Araştırma üzerine araştırma yapılmakta ve bu araştırma grupları kendi istekleri doğrultusunda sonuçları yansıtmaktadırlar. Mesela Geert Wilders’e göre Müslümanların  %73’nün Suriye'ye cihada giden kişileri kahraman olarak gördülklerini savunmaktadır. Bu sonuca nasıl varıyor anlaşılması zor. Acaba bu araştırmadaki soruları hangi Müslümanlara ve nasıl sordular? İnsan merak ediyor.

[Verilen Görev 1]:
Yukarıdaki metne göre şu soruları yanıtlayın:
(a) Araştırma grupları sonuçları neye göre yansıtıyor?
(b) Geert Wilders'e göre Müslümanların yüzde kaçı Suriye'ye cihada gidenleri kahraman olarak görüyor?
(c) Metnin sonunda, araştırmadaki sorularla ilgili hangi iki şey merak ediliyor?

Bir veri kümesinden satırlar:
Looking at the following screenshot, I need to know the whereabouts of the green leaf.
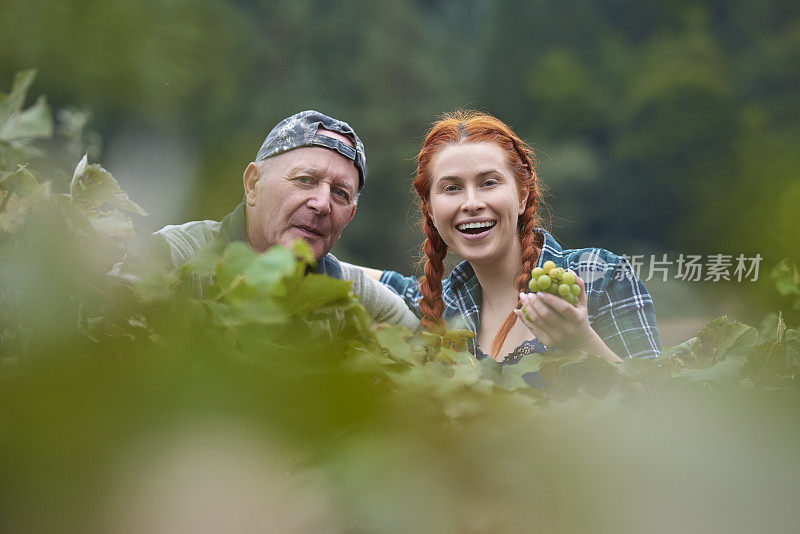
[375,324,419,364]
[216,241,256,290]
[0,70,36,120]
[89,210,134,239]
[0,96,53,142]
[499,354,550,391]
[243,246,296,295]
[69,154,147,215]
[679,355,747,386]
[287,274,351,315]
[694,316,758,367]
[291,239,317,267]
[0,166,39,196]
[770,258,800,297]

[Verilen Görev 2]:
Veri kümesinden gelen yukarıdaki satırların hepsini hiç değiştirmeden yazdırın. Resimleri yanıta koymayın.

[Yanıt 1]:
(a) Kendi istekleri doğrultusunda.
(b) %73'ü.
(c) Soruların hangi Müslümanlara ve nasıl sorulduğu.

[Yanıt 2]:
Looking at the following screenshot, I need to know the whereabouts of the green leaf.
[375,324,419,364]
[216,241,256,290]
[0,70,36,120]
[89,210,134,239]
[0,96,53,142]
[499,354,550,391]
[243,246,296,295]
[69,154,147,215]
[679,355,747,386]
[287,274,351,315]
[694,316,758,367]
[291,239,317,267]
[0,166,39,196]
[770,258,800,297]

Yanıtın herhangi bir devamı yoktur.